Text excerpt:
>>>

CROSS-REFERENCE TO RELATED APPLICATION
This application claims priority to German Patent Application No. DE 10 2018 100 831.7, filed Jan. 16, 2018, which is incorporated by reference herein in its entirety.
FIELD OF THE INVENTION
The present invention relates to a charging plug for electric automobiles. The present invention also relates to the production thereof.
BACKGROUND OF THE INVENTION
In electrical engineering, any stationary device or electrical system which serves for supplying energy to mobile, battery-operated units, machines or motor vehicles by way of simple setting or insertion without it being necessary for the energy storage element—for example the traction battery of an electric automobile—to be removed is referred to as a charging station. Charging stations for electric automobiles are also sometimes referred to as “electricity charging stations” and can comprise a plurality of charging points.

<<<

What is asked:
1. According to the charging plug patent text, when was the German priority application filed?
2. Transcribe the charging plug patent text from "BACKGROUND OF THE" through "of charging points.".
3. List every section heading in the charging plug patent text.

Data:
>>>

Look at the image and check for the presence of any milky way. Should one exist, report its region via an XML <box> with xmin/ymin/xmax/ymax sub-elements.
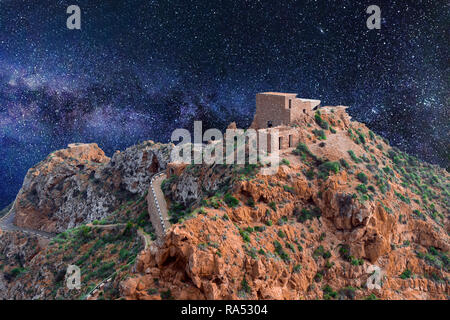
<box><xmin>0</xmin><ymin>0</ymin><xmax>450</xmax><ymax>207</ymax></box>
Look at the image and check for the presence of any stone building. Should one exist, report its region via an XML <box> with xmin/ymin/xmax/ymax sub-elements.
<box><xmin>251</xmin><ymin>92</ymin><xmax>320</xmax><ymax>129</ymax></box>
<box><xmin>251</xmin><ymin>92</ymin><xmax>320</xmax><ymax>152</ymax></box>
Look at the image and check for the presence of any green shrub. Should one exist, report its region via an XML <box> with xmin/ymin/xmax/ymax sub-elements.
<box><xmin>356</xmin><ymin>184</ymin><xmax>368</xmax><ymax>194</ymax></box>
<box><xmin>223</xmin><ymin>193</ymin><xmax>239</xmax><ymax>208</ymax></box>
<box><xmin>322</xmin><ymin>285</ymin><xmax>337</xmax><ymax>300</ymax></box>
<box><xmin>339</xmin><ymin>159</ymin><xmax>350</xmax><ymax>169</ymax></box>
<box><xmin>269</xmin><ymin>201</ymin><xmax>277</xmax><ymax>211</ymax></box>
<box><xmin>318</xmin><ymin>161</ymin><xmax>341</xmax><ymax>173</ymax></box>
<box><xmin>313</xmin><ymin>129</ymin><xmax>327</xmax><ymax>140</ymax></box>
<box><xmin>347</xmin><ymin>150</ymin><xmax>362</xmax><ymax>163</ymax></box>
<box><xmin>356</xmin><ymin>172</ymin><xmax>368</xmax><ymax>184</ymax></box>
<box><xmin>400</xmin><ymin>269</ymin><xmax>412</xmax><ymax>279</ymax></box>
<box><xmin>273</xmin><ymin>240</ymin><xmax>290</xmax><ymax>261</ymax></box>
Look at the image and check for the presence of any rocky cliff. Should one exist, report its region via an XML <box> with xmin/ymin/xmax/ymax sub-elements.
<box><xmin>122</xmin><ymin>108</ymin><xmax>450</xmax><ymax>299</ymax></box>
<box><xmin>0</xmin><ymin>108</ymin><xmax>450</xmax><ymax>299</ymax></box>
<box><xmin>15</xmin><ymin>141</ymin><xmax>170</xmax><ymax>232</ymax></box>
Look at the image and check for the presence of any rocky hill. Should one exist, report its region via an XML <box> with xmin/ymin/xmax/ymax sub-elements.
<box><xmin>0</xmin><ymin>108</ymin><xmax>450</xmax><ymax>299</ymax></box>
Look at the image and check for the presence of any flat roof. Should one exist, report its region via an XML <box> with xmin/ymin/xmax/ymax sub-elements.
<box><xmin>299</xmin><ymin>98</ymin><xmax>320</xmax><ymax>103</ymax></box>
<box><xmin>258</xmin><ymin>92</ymin><xmax>297</xmax><ymax>96</ymax></box>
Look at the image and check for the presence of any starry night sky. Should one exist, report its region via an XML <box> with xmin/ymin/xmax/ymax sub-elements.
<box><xmin>0</xmin><ymin>0</ymin><xmax>450</xmax><ymax>208</ymax></box>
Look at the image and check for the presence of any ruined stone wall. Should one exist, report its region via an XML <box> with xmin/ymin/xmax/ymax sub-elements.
<box><xmin>252</xmin><ymin>94</ymin><xmax>290</xmax><ymax>129</ymax></box>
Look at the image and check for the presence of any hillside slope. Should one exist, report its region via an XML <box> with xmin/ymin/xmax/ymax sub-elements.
<box><xmin>122</xmin><ymin>108</ymin><xmax>450</xmax><ymax>299</ymax></box>
<box><xmin>0</xmin><ymin>107</ymin><xmax>450</xmax><ymax>299</ymax></box>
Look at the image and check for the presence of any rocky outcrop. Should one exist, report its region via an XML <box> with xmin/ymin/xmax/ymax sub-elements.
<box><xmin>15</xmin><ymin>141</ymin><xmax>171</xmax><ymax>232</ymax></box>
<box><xmin>121</xmin><ymin>108</ymin><xmax>450</xmax><ymax>300</ymax></box>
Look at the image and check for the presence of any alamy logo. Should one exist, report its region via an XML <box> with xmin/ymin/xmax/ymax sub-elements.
<box><xmin>366</xmin><ymin>265</ymin><xmax>384</xmax><ymax>290</ymax></box>
<box><xmin>171</xmin><ymin>121</ymin><xmax>280</xmax><ymax>175</ymax></box>
<box><xmin>66</xmin><ymin>5</ymin><xmax>81</xmax><ymax>30</ymax></box>
<box><xmin>366</xmin><ymin>5</ymin><xmax>381</xmax><ymax>30</ymax></box>
<box><xmin>66</xmin><ymin>264</ymin><xmax>81</xmax><ymax>290</ymax></box>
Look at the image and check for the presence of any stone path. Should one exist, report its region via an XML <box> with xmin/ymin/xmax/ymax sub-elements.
<box><xmin>147</xmin><ymin>172</ymin><xmax>170</xmax><ymax>245</ymax></box>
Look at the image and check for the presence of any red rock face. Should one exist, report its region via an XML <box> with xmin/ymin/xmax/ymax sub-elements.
<box><xmin>122</xmin><ymin>109</ymin><xmax>449</xmax><ymax>299</ymax></box>
<box><xmin>14</xmin><ymin>141</ymin><xmax>170</xmax><ymax>232</ymax></box>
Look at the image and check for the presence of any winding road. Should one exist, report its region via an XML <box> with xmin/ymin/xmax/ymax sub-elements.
<box><xmin>147</xmin><ymin>172</ymin><xmax>170</xmax><ymax>245</ymax></box>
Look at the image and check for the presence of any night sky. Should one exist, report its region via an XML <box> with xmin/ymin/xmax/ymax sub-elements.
<box><xmin>0</xmin><ymin>0</ymin><xmax>450</xmax><ymax>208</ymax></box>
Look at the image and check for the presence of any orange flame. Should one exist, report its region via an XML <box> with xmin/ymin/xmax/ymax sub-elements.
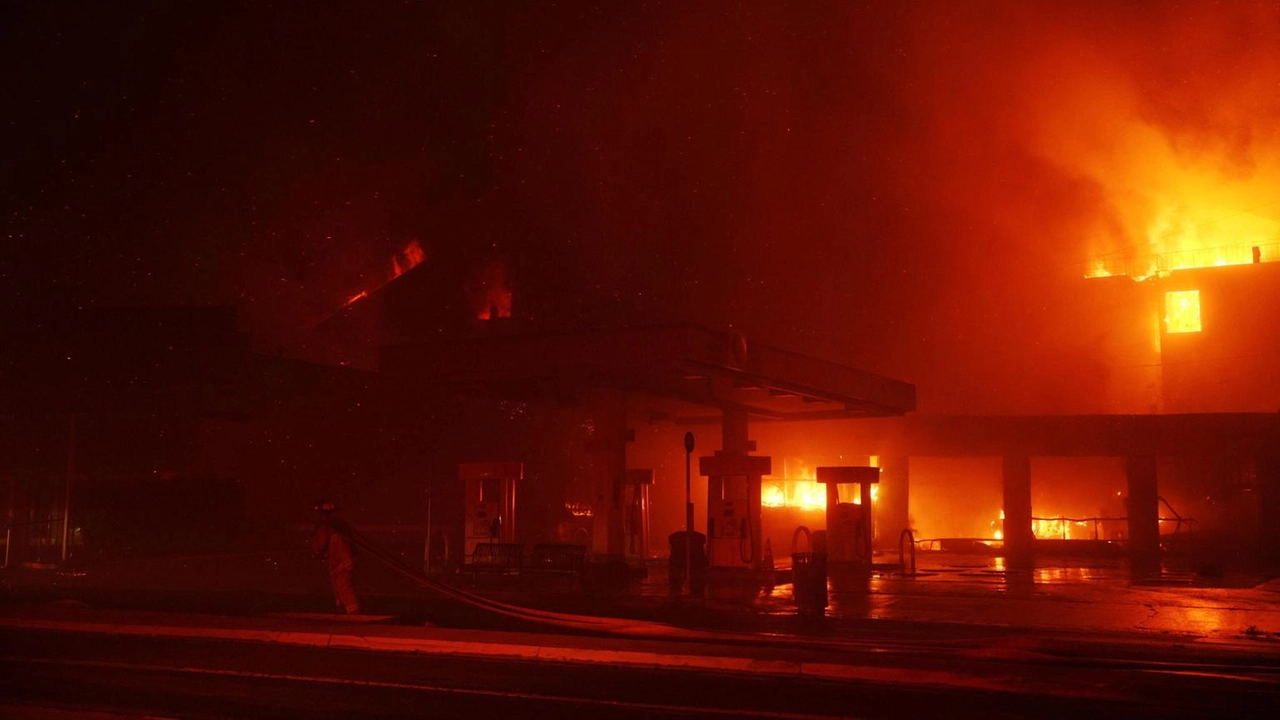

<<<

Answers:
1. Jan. 16, 2018

2.
BACKGROUND OF THE INVENTION
In electrical engineering, any stationary device or electrical system which serves for supplying energy to mobile, battery-operated units, machines or motor vehicles by way of simple setting or insertion without it being necessary for the energy storage element—for example the traction battery of an electric automobile—to be removed is referred to as a charging station. Charging stations for electric automobiles are also sometimes referred to as “electricity charging stations” and can comprise a plurality of charging points.

3.
CROSS-REFERENCE TO RELATED APPLICATION
FIELD OF THE INVENTION
BACKGROUND OF THE INVENTION